### READING PASSAGE
+===+

Studio album by Boz Scaggs
- Released: May 16, 1988
- Recorded: 1987–1988
- Studios: Schnee Studios (North Hollywood, California); Ocean Way Recording (Hollywood, California);
- Genres: Rock, pop rock
- Length: 45:06 (vinyl) / 50:08 (CD)
- Label: Columbia
- Producers: Bill Schnee; Stewart Levine; David Williams; Boz Scaggs;

Boz Scaggs chronology
| Hits! (1980) | Other Roads (1988) | Some Change (1994) |

= Other Roads =

Other Roads is the tenth studio album by Boz Scaggs released in 1988. After an eight-year hiatus from recording, Scaggs returned in 1988 with this album, a record aimed primarily at the adult contemporary market.

The album reached #47 on the Billboard Top Pop album chart, while the lead single “Heart of Mine” was a big success on the Adult Contemporary chart, peaking at #3. The said single also reached the Top 40 on the Billboard Hot 100 chart, peaking at #35, Scaggs' last appearance on that chart to date.

==Overview==
Artists such as Pamela Hutchinson of The Emotions, James Ingram, Phil Perry, David Paich, Jeff Porcaro and Steve Lukather of Toto, Siedah Garrett and Marcus Miller appeared on the album.

+===+

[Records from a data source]

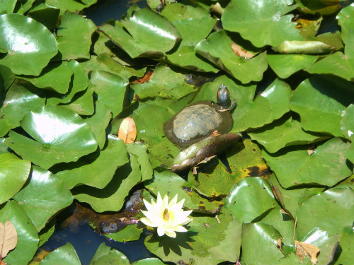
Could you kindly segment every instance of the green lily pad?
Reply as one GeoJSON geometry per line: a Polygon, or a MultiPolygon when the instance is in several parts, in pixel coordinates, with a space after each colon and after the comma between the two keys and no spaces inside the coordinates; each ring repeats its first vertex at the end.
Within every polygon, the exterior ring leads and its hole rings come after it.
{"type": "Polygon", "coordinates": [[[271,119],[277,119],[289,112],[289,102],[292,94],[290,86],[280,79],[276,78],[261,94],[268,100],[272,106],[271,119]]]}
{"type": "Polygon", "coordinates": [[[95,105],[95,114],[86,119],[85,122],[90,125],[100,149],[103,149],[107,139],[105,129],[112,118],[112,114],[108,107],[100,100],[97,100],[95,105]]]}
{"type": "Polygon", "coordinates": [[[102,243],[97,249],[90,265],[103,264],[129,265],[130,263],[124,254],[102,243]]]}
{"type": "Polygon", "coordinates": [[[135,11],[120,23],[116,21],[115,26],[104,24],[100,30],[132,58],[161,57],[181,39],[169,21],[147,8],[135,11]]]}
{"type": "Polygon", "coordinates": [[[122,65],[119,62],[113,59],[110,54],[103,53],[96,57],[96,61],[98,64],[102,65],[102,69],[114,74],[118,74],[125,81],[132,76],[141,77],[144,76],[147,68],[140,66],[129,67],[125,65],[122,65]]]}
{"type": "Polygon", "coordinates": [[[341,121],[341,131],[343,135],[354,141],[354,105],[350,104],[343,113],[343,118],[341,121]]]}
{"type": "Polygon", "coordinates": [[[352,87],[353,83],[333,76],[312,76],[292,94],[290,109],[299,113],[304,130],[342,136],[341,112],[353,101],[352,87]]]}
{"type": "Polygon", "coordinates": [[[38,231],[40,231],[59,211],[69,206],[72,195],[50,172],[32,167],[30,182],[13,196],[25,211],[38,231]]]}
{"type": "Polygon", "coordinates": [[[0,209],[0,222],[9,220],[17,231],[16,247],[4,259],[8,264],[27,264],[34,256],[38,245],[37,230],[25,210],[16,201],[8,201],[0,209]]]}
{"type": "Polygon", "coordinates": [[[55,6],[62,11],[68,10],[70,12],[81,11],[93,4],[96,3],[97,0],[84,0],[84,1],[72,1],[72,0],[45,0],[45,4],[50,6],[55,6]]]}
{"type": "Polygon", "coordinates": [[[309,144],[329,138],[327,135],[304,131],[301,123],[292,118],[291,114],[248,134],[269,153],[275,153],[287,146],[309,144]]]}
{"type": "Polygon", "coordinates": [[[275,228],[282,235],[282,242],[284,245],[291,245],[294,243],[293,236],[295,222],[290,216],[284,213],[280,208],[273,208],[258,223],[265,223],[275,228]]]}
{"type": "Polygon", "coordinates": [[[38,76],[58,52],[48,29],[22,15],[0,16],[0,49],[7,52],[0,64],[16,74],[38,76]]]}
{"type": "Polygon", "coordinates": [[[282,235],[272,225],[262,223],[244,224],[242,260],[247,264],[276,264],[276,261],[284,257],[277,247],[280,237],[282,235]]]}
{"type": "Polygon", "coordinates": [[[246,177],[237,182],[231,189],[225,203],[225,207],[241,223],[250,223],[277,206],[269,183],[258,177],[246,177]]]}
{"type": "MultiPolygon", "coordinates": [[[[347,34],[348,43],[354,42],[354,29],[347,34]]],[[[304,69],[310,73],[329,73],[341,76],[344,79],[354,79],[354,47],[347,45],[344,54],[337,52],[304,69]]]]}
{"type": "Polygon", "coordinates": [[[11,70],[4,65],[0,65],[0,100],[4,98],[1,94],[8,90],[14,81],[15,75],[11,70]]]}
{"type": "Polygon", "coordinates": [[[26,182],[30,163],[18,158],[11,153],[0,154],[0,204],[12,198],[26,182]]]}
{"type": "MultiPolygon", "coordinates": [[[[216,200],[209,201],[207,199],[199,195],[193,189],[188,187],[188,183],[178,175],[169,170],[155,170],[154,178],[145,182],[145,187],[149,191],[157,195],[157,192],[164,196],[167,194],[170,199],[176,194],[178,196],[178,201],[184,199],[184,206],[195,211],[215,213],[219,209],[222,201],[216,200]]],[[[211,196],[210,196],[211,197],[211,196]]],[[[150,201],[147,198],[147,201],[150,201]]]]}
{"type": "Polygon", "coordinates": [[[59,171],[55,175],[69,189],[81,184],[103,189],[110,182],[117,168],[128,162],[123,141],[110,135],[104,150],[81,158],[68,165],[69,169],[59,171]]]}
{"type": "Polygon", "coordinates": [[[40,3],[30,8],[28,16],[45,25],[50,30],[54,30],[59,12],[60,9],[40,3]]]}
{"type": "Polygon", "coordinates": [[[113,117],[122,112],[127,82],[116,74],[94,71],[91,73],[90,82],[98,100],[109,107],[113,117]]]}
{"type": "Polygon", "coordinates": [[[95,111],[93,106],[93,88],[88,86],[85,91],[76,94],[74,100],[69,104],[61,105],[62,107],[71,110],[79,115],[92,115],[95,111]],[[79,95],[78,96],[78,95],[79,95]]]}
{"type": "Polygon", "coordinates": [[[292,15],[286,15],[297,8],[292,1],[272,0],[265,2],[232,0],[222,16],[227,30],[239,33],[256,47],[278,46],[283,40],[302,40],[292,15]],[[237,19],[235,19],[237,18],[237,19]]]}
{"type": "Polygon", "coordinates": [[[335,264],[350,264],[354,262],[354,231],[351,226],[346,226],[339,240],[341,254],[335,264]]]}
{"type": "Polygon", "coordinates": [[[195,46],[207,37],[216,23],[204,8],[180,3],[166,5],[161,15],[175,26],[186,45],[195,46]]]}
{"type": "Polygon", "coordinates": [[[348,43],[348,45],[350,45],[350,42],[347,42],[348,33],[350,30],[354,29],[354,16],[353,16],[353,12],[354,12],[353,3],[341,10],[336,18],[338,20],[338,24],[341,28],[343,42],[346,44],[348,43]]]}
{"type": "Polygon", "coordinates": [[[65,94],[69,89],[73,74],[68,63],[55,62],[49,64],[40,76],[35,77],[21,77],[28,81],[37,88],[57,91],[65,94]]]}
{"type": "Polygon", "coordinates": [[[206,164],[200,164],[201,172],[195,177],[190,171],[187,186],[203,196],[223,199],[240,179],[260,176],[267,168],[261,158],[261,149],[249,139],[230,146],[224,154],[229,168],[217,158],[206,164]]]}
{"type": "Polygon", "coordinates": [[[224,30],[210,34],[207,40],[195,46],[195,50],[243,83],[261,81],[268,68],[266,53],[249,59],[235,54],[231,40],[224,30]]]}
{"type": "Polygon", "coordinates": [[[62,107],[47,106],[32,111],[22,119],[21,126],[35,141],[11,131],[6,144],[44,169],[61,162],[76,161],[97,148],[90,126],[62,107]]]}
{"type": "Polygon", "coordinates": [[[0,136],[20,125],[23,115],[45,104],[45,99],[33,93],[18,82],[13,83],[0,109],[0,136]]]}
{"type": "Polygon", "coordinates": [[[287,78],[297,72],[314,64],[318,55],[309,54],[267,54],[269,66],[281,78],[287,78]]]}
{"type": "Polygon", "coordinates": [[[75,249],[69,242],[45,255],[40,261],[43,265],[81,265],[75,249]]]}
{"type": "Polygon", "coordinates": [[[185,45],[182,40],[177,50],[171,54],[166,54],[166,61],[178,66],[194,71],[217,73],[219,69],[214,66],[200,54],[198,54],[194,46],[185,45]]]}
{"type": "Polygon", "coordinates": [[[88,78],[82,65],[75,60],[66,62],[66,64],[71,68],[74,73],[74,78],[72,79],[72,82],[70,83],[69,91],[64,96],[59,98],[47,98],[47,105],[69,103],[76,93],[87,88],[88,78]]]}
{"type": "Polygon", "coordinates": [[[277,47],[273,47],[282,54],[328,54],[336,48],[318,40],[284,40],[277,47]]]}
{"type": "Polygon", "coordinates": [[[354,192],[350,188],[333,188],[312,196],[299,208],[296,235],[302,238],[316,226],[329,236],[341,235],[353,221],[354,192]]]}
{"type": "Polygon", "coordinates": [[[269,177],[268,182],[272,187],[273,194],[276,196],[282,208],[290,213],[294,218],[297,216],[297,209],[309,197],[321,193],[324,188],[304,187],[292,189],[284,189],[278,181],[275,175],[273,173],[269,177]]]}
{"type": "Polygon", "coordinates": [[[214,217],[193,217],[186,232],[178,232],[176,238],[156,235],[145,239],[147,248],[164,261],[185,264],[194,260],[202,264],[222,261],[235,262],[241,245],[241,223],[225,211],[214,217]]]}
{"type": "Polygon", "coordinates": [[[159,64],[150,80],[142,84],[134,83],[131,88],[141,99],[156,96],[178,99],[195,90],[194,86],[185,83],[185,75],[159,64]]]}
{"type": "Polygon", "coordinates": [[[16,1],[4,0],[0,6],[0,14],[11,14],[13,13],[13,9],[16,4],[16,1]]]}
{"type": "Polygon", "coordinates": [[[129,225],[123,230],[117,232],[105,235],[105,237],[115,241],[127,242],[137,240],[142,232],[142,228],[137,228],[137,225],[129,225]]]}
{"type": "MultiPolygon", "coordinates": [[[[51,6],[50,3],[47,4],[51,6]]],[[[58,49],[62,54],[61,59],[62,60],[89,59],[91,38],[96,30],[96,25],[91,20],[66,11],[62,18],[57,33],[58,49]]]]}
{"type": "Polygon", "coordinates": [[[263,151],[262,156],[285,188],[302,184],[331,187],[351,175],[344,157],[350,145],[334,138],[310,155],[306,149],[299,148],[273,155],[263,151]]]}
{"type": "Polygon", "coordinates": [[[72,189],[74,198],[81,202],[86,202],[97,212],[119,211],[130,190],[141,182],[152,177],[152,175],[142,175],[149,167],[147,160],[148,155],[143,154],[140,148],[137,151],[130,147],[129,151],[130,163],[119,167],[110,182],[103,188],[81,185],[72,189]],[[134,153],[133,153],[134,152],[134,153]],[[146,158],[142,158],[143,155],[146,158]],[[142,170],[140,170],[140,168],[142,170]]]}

+===+

### REQUIREMENTS
From the album article, output the text from "Boz Scaggs chronology" up to and including "chart to date.". The data shown here come from a separate source.

### FINISHED EXERCISE
Boz Scaggs chronology
| Hits! (1980) | Other Roads (1988) | Some Change (1994) |

= Other Roads =

Other Roads is the tenth studio album by Boz Scaggs released in 1988. After an eight-year hiatus from recording, Scaggs returned in 1988 with this album, a record aimed primarily at the adult contemporary market.

The album reached #47 on the Billboard Top Pop album chart, while the lead single “Heart of Mine” was a big success on the Adult Contemporary chart, peaking at #3. The said single also reached the Top 40 on the Billboard Hot 100 chart, peaking at #35, Scaggs' last appearance on that chart to date.